§ **POLECENIE 1**
Przepisz dokładnie fragment tekstu o toffi, zaczynając od słów "Ona89 - Pon 13 Gru, 2004 15:14" i kontynuując aż do słów "prostąkąciki wielkości cukierków.".
====== WYODRĘBNIONY TEKST ======
Dzieci OnLine

Sama słodycz - Toffi

Ona89 - Pon 13 Gru, 2004 15:14
Temat postu: Toffi
Oto najprostrzy sposób zrobienia pysznego toffi.

Wystarczy zmieszać dwa składniki- cukier i mleko. Muszą one mieć równe proporcje, jeśli bierzemy szklankę mleka to trzeba wymieszać je ze szklanka cukru. Oba składniki gotujemy na małym ogniu. Gdy nasze toffi zaczyne gęstnieć trzeba je cały czas mieszać, gdyż może nam wykipieć. Gotujemy je tak aż będzie całkiem gęste i bedzie mialo lekko brązowy kolor. Po ugotowaniu możemy je wlać do prostokątnego naczynia, a gdy stwardnieje to pociąć je na niewielkie prostąkąciki wielkości cukierków.
Anonymous - Pon 13 Gru, 2004 15:19
Temat postu:
Ahh, to takie proste! biggrin Zawsze kupowałam mleczko zagęszczone w puszcze i gotowałam 6 godzin. Dzięki Ona, jeszcze dzisiaj spróbuję! Smile Mua ;** biggrin
Anonymous - Pon 13 Gru, 2004 16:16
Temat postu:
Mniam... zawsze tez robiłam tak jak tavion:) a to takie proste zaraz ide robic hehe Mr. Green
Ona89 - Pon 13 Gru, 2004 16:34
Temat postu:
Nareszcie jakiś mój przepis się przydał. Napiszcie jeśli wam wyjdzie, a jeśli nie wyjdzie to opiszcie co tam wam wyszło to może pomyślimy razem co było źle zrobione. Pamiętajcie, że trzeba to dość długo gotować. Oczywiście długość gotowania zależy od wielkości ognia, ale najlepiej gotować na małym, bo jak napisałam wcześniej nasze toffi może uciec nam z garnka Wink
panienka_wierzba - Pon 13 Gru, 2004 18:28
Temat postu:
no to ja moze podam takie małe coś co moze pomóc Wink
gdy zacyzna Wam coś kipieć to nie zmniejszajcie ognia, to juz moze nie dac skutku, po prostu dmuchnijcie delikatnie w kipiącą "wodę" czy co tam gotujecie =)
przez dośc długi czas dleikatnie, ^^ piana opadnie =) zawsze moze sie taka informacja przydac
a toffi oczywiscie ze sprobuje zrobić =p
Anonymous - Pon 13 Gru, 2004 18:30
Temat postu:
JA próbowałam... i... nic:( tylko słodkie mleko wyszło nawet bardzo ..
====== DANE DO ĆWICZENIA ======
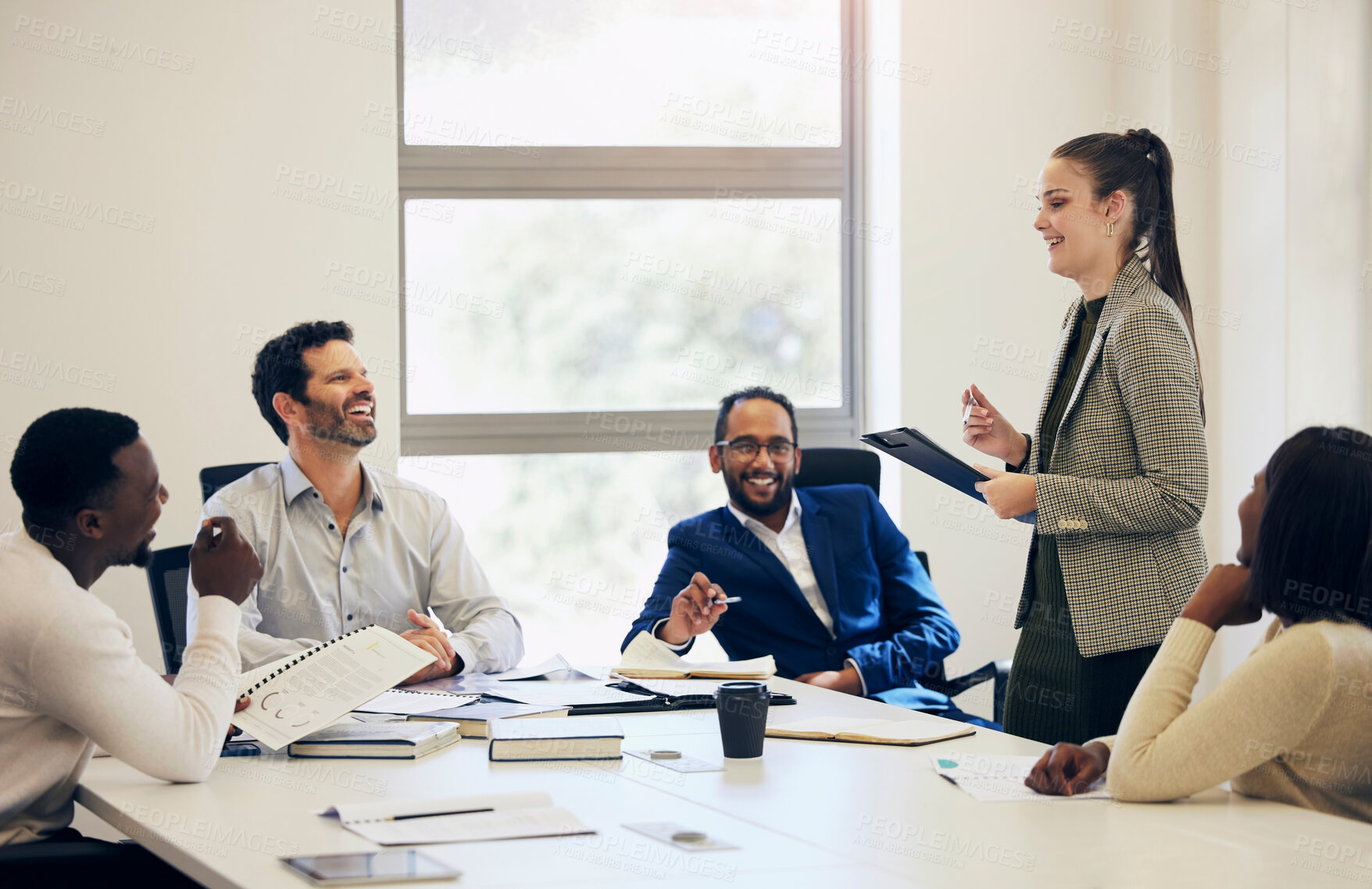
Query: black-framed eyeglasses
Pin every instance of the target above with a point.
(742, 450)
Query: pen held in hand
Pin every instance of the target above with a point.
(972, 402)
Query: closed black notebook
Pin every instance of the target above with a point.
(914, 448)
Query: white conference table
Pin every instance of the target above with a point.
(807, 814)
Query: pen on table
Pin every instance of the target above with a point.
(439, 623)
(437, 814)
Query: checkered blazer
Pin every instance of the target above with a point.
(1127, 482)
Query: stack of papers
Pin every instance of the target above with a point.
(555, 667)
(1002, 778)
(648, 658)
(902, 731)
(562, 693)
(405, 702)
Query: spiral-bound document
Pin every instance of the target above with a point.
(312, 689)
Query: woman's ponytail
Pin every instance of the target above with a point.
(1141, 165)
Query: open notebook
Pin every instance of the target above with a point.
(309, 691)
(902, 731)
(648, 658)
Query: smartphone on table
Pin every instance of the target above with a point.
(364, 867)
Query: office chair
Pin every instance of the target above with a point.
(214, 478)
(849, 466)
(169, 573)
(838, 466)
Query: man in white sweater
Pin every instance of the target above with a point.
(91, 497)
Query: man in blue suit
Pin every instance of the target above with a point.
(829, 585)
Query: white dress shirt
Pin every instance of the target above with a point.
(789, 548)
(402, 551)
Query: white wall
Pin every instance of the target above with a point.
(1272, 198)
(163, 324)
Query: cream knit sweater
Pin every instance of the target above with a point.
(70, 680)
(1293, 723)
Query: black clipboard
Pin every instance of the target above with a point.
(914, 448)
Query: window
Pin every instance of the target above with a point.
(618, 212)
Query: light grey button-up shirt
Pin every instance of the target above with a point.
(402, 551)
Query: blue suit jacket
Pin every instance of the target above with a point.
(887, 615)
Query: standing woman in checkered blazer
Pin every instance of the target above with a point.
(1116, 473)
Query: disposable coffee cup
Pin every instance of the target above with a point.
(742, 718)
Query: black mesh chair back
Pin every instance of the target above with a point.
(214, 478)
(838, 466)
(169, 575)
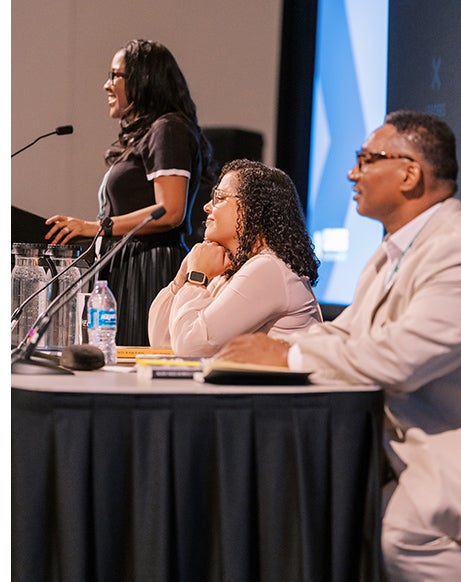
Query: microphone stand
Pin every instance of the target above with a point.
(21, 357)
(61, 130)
======
§ **POLECENIE 2**
Przepisz ponownie pozycje od wiersza zawierającego "Query: disposable coffee cup" aż do samego końca pozycji, zamieniając "microphone stand" na "microphone holder" i nie zmieniając niczego innego. Obrazy pomiń w odpowiedzi.

§ **GOTOWA ODPOWIEDŹ 1**
Ona89 - Pon 13 Gru, 2004 15:14
Temat postu: Toffi
Oto najprostrzy sposób zrobienia pysznego toffi.

Wystarczy zmieszać dwa składniki- cukier i mleko. Muszą one mieć równe proporcje, jeśli bierzemy szklankę mleka to trzeba wymieszać je ze szklanka cukru. Oba składniki gotujemy na małym ogniu. Gdy nasze toffi zaczyne gęstnieć trzeba je cały czas mieszać, gdyż może nam wykipieć. Gotujemy je tak aż będzie całkiem gęste i bedzie mialo lekko brązowy kolor. Po ugotowaniu możemy je wlać do prostokątnego naczynia, a gdy stwardnieje to pociąć je na niewielkie prostąkąciki wielkości cukierków.

§ **GOTOWA ODPOWIEDŹ 2**
Query: disposable coffee cup
Pin every instance of the target above with a point.
(742, 718)
Query: black mesh chair back
Pin every instance of the target above with a point.
(214, 478)
(838, 466)
(169, 575)
Query: microphone holder
Pin every instance of the target above with a point.
(21, 357)
(61, 130)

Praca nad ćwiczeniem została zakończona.